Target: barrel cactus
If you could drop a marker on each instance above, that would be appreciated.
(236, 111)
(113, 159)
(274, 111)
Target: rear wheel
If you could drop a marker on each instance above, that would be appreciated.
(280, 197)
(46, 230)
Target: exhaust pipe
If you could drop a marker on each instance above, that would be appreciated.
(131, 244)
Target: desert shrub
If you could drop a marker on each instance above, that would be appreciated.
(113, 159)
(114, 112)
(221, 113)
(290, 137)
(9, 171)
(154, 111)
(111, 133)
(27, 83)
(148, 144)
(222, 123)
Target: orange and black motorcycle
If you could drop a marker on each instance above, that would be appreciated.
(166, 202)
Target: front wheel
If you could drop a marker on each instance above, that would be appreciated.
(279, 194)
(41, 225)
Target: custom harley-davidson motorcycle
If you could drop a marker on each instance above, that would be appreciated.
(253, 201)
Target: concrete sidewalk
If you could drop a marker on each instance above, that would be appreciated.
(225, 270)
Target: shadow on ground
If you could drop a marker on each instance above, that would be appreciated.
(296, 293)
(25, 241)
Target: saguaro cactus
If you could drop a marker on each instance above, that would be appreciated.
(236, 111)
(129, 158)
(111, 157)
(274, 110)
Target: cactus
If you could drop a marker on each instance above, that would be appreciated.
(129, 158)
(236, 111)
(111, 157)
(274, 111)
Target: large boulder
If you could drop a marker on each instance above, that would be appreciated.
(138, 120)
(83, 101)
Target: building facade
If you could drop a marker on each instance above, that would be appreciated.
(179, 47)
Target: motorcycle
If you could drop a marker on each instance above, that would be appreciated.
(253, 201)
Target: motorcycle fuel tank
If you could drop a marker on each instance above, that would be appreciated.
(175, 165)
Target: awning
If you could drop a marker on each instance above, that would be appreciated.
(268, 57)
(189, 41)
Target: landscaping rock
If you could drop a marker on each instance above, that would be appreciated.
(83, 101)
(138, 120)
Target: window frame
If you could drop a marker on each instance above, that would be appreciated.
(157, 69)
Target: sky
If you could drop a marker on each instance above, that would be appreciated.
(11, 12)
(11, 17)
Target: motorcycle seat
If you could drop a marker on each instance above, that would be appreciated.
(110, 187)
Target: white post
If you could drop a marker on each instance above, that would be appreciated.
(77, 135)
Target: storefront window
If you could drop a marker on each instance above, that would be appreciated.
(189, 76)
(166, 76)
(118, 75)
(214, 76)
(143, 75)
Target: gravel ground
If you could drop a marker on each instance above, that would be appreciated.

▸ **What to do**
The answer should be the full listing, repeated without any change.

▸ **Response to the exercise**
Target: barrel cactus
If you could drop a marker on each instance above, that would be appreciated.
(236, 111)
(113, 159)
(274, 111)
Target: rear wheel
If you could drop a marker on each instance above, that would be appreciated.
(280, 197)
(46, 230)
Target: exhaust pipe
If you could drop a marker on each instance above, that would be appreciated.
(131, 244)
Target: desert shrub
If you could drop a marker on each instance above, that would be appreciated.
(113, 159)
(114, 112)
(221, 113)
(290, 137)
(9, 171)
(154, 111)
(111, 133)
(27, 83)
(148, 144)
(222, 123)
Target: orange and black motorcycle
If you could drop a marker on each instance above, that would be appreciated.
(166, 202)
Target: front wheel
If you could drop a marker on each instance above, that would be appreciated.
(279, 194)
(41, 225)
Target: custom harley-davidson motorcycle
If you could drop a marker on each instance above, that would be appreciated.
(253, 201)
Target: concrete sidewalk
If you could drop a marker on each instance above, that would be appreciated.
(225, 270)
Target: shadow on ground
If you could drop a marker on each instance above, that would be appreciated.
(296, 293)
(25, 241)
Target: saguaro cactus
If you could drop a marker on each instance above, that would be appreciated.
(236, 111)
(129, 158)
(111, 157)
(274, 110)
Target: cactus
If you could drop a marker on each instance above, that would be appreciated.
(129, 158)
(236, 111)
(111, 157)
(274, 111)
Target: large boulder
If you could drop a marker on each instance above, that would be appreciated.
(138, 120)
(83, 101)
Target: building facade
If you could drop a marker on each instance above, that would be appreciated.
(179, 47)
Target: motorcycle
If you could drop a marker on each instance above, that would be appreciated.
(253, 201)
Target: motorcycle fuel tank
If you could drop a marker on each instance above, that would be appreciated.
(175, 165)
Target: awning
If you could drop a marker on each instance above, that would be appreciated.
(268, 57)
(189, 41)
Target: landscaping rock
If you could drop a marker on each instance above, that would be appreciated.
(83, 101)
(138, 120)
Target: window frame
If you could drop a marker on each instance above, that would be appreciated.
(157, 69)
Target: sky
If you could drop a marker on each instance above, that would be appreciated.
(11, 12)
(11, 17)
Target: motorcycle seat
If you could drop a marker on each instance above, that would be appreciated.
(110, 187)
Target: white post
If you could drop a marker on each instance above, that would be appreciated.
(77, 135)
Target: storefront window
If you could drop a marker on each instance above, that would be appreciated.
(189, 76)
(166, 76)
(118, 75)
(214, 76)
(143, 75)
Target: gravel ground
If you could drop a marker on each instance above, that would be appreciated.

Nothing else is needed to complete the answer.